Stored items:
^^^^^^^^^^^^^^^^
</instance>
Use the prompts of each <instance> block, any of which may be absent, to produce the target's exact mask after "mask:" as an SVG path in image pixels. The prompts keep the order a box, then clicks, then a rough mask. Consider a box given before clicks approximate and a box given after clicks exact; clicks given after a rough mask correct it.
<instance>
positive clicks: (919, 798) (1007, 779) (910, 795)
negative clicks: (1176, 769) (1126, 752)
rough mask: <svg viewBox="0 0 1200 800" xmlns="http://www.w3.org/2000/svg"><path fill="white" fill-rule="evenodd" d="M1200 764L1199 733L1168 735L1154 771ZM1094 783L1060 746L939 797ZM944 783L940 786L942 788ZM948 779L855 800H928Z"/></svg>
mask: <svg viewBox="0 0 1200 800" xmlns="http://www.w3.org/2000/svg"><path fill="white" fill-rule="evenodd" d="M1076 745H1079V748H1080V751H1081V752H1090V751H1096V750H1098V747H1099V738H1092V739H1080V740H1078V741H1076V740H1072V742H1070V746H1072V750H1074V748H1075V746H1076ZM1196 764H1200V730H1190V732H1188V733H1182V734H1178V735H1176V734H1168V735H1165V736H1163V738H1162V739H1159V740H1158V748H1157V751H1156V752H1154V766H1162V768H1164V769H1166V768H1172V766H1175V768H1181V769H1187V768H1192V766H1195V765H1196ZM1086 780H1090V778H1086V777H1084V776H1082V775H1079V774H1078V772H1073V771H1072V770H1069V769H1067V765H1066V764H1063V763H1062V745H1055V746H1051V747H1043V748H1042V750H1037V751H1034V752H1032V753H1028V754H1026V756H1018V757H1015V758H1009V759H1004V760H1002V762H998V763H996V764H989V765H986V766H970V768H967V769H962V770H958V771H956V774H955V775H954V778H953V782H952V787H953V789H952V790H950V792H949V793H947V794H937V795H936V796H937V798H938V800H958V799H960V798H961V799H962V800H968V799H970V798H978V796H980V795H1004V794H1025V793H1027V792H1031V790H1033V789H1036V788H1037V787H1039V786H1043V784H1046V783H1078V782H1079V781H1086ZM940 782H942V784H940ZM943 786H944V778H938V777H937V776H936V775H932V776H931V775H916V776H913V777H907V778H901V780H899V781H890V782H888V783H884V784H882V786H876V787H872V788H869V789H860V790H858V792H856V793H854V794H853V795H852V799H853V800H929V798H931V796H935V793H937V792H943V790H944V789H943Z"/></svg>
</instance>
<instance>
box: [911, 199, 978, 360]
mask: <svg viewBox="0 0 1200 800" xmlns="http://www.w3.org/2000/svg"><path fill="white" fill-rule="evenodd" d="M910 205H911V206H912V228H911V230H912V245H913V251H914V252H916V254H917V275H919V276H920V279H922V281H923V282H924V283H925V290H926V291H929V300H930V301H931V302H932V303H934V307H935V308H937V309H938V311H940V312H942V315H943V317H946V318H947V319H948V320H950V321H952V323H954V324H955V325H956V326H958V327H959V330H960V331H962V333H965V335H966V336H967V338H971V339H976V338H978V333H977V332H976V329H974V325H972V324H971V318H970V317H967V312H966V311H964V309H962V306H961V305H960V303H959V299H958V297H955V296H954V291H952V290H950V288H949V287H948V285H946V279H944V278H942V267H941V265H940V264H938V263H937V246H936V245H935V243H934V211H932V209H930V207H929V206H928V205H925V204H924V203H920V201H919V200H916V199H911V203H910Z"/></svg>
^^^^^^^^^^^^^^^^
### Goal of the exercise:
Nothing in the data should be altered; please repeat it exactly.

### Answer section:
</instance>
Use the prompts of each <instance> block, any of which may be absent, to produce the target's exact mask after "mask:" as an SVG path in image pixels. The prompts keep the order a box, then clicks, then a rough mask. Consider a box given before clicks approximate and a box given after clicks exact; clicks given after a rough mask correct it.
<instance>
positive clicks: (919, 798) (1007, 779) (910, 795)
negative clicks: (1176, 769) (1126, 752)
rough mask: <svg viewBox="0 0 1200 800" xmlns="http://www.w3.org/2000/svg"><path fill="white" fill-rule="evenodd" d="M1200 764L1199 733L1168 735L1154 771ZM1094 783L1060 746L939 797ZM944 783L940 786L942 788ZM948 779L855 800H928Z"/></svg>
mask: <svg viewBox="0 0 1200 800" xmlns="http://www.w3.org/2000/svg"><path fill="white" fill-rule="evenodd" d="M1076 745H1079V748H1080V751H1081V752H1090V751H1096V750H1098V747H1099V738H1092V739H1080V740H1078V741H1076V740H1072V742H1070V746H1072V750H1074V748H1075V746H1076ZM1196 764H1200V730H1190V732H1188V733H1182V734H1178V735H1176V734H1168V735H1165V736H1163V738H1162V739H1159V740H1158V748H1157V751H1156V752H1154V766H1162V768H1164V769H1166V768H1172V766H1175V768H1181V769H1187V768H1192V766H1195V765H1196ZM1086 780H1090V778H1086V777H1084V776H1082V775H1079V774H1078V772H1073V771H1072V770H1069V769H1067V765H1066V764H1063V763H1062V745H1055V746H1051V747H1043V748H1042V750H1037V751H1034V752H1032V753H1028V754H1026V756H1018V757H1015V758H1009V759H1004V760H1002V762H998V763H996V764H989V765H986V766H970V768H967V769H962V770H958V771H956V774H955V775H954V778H953V782H952V787H953V789H952V790H950V792H949V793H947V794H937V795H936V796H937V798H938V800H958V799H960V798H961V799H962V800H968V799H970V798H978V796H980V795H1004V794H1025V793H1027V792H1031V790H1033V789H1036V788H1037V787H1039V786H1043V784H1046V783H1078V782H1079V781H1086ZM940 782H942V784H940ZM943 786H944V778H938V777H937V776H936V775H932V776H931V775H916V776H913V777H907V778H901V780H899V781H890V782H888V783H884V784H882V786H876V787H872V788H869V789H860V790H858V792H856V793H854V794H853V795H852V799H853V800H929V798H931V796H935V793H937V792H943V790H944V789H943Z"/></svg>
</instance>
<instance>
box: [911, 199, 978, 360]
mask: <svg viewBox="0 0 1200 800" xmlns="http://www.w3.org/2000/svg"><path fill="white" fill-rule="evenodd" d="M910 205H911V206H912V228H911V230H912V245H913V251H914V252H916V254H917V275H919V276H920V279H922V281H923V282H924V283H925V290H926V291H929V300H930V301H931V302H932V303H934V307H935V308H937V309H938V311H940V312H942V315H943V317H946V318H947V319H948V320H950V321H952V323H954V324H955V325H956V326H958V327H959V330H960V331H962V333H965V335H966V336H967V338H971V339H976V338H978V333H977V332H976V329H974V325H972V324H971V318H970V317H967V312H966V311H964V309H962V306H961V305H960V303H959V299H958V297H955V296H954V291H952V290H950V288H949V287H948V285H946V279H944V278H942V267H941V265H940V264H938V263H937V246H936V245H935V243H934V211H932V209H930V207H929V206H928V205H925V204H924V203H920V201H919V200H916V199H911V203H910Z"/></svg>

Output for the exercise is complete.